**Action item**
Tell how many lines of the entries below include the string "person". Respond with the number alone.

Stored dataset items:
##############################
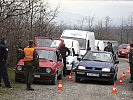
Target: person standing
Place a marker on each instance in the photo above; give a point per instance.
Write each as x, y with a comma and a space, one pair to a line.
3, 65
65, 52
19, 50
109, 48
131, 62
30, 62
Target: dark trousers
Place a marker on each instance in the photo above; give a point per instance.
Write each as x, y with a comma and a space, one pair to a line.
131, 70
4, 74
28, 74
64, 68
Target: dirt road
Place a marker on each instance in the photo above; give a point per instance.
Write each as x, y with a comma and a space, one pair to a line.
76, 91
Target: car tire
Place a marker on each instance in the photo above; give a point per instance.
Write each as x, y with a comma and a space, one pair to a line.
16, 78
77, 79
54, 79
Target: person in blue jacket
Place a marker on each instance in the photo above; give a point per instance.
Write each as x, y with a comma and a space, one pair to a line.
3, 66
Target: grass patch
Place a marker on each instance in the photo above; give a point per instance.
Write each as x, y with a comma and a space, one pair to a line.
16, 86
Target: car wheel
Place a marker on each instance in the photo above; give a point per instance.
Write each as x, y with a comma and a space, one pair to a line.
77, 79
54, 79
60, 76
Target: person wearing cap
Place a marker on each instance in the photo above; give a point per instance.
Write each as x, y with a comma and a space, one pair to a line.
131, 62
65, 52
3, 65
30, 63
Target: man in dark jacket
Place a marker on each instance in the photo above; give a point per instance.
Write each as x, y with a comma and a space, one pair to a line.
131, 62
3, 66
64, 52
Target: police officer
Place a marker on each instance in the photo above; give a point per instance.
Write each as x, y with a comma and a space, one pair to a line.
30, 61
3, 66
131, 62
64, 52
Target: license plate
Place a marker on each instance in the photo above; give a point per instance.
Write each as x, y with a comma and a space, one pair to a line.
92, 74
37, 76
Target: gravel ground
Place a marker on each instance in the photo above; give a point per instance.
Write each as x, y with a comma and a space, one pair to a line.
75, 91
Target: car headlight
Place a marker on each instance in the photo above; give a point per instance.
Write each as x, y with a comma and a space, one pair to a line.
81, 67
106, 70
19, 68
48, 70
##############################
**Exercise solution**
3